§ **TEXTAUSZUG**:

Wenn geduldete Ausländer ihren Landkreis verlassen möchten, müssen sie dafür keine Gebühr bezahlen. Das entschied das Verwaltungsgericht in Halle. Der Vorsitzende Richter Bernd Harms erklärte Gebühren für das Erteilen einer Verlassenserlaubnis für unzulässig: »Wenn die Behörden nach Gusto Bescheinigungen für die Verlassenserlaubnis ausstellen und damit durch die Hintertür eine Gebührenpflicht auferlegen, dann verstößt das gegen den Grundsatz der Bestimmtheit.« Diesem zufolge müssen Verwaltungsakte hinreichend bestimmt und begrenzt sein, so dass das Handeln der Verwaltung für die Bürger voraussehbar und berechenbar ist.

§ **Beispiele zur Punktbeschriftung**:
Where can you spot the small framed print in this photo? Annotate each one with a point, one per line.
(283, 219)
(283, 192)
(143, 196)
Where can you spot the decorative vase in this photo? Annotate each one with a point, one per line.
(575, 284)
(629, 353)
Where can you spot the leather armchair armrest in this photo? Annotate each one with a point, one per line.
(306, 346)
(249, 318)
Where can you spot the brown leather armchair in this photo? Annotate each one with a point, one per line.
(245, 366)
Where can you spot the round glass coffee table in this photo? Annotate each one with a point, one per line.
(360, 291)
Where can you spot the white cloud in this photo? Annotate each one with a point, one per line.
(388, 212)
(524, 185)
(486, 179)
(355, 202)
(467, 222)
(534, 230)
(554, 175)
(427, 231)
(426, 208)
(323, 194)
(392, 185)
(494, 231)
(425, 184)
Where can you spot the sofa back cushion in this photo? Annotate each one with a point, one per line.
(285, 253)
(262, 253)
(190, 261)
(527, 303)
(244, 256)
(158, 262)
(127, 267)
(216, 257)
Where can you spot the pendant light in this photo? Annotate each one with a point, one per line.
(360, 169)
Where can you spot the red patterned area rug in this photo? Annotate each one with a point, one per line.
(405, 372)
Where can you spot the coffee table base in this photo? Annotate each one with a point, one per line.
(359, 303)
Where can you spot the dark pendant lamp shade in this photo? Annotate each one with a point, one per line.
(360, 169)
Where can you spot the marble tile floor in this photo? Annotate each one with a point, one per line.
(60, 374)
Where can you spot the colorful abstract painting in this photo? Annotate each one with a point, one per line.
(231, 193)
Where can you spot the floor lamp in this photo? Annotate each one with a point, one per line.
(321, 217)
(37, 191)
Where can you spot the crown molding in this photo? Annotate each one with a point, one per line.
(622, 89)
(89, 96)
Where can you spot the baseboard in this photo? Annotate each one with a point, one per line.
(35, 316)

§ **DIE AUFGABEN**:
1 > Geben Sie aus dem Textauszug alles von „Wenn geduldete Ausländer“ bis hinunter zu „und berechenbar ist.“ wörtlich wieder.
2 > Beantworten Sie anhand des Textauszugs die folgenden Fragen.
(a) Welches Gericht hat die Entscheidung getroffen?
(b) Wie heißt der Vorsitzende Richter?
(c) Gegen welchen Grundsatz verstößt laut dem Richter eine Gebührenpflicht durch die Hintertür?
3 > Zählen Sie alle Eigenschaften auf, die nach dem Grundsatz der Bestimmtheit laut dem Textauszug verlangt werden.

§ **GELÖSTE AUFGABEN**:
1 >
Wenn geduldete Ausländer ihren Landkreis verlassen möchten, müssen sie dafür keine Gebühr bezahlen. Das entschied das Verwaltungsgericht in Halle. Der Vorsitzende Richter Bernd Harms erklärte Gebühren für das Erteilen einer Verlassenserlaubnis für unzulässig: »Wenn die Behörden nach Gusto Bescheinigungen für die Verlassenserlaubnis ausstellen und damit durch die Hintertür eine Gebührenpflicht auferlegen, dann verstößt das gegen den Grundsatz der Bestimmtheit.« Diesem zufolge müssen Verwaltungsakte hinreichend bestimmt und begrenzt sein, so dass das Handeln der Verwaltung für die Bürger voraussehbar und berechenbar ist.

2 >
(a) Das Verwaltungsgericht in Halle.
(b) Bernd Harms.
(c) Gegen den Grundsatz der Bestimmtheit.

3 >
- hinreichend bestimmt (Verwaltungsakte)
- begrenzt (Verwaltungsakte)
- voraussehbar (das Handeln der Verwaltung für die Bürger)
- berechenbar (das Handeln der Verwaltung für die Bürger)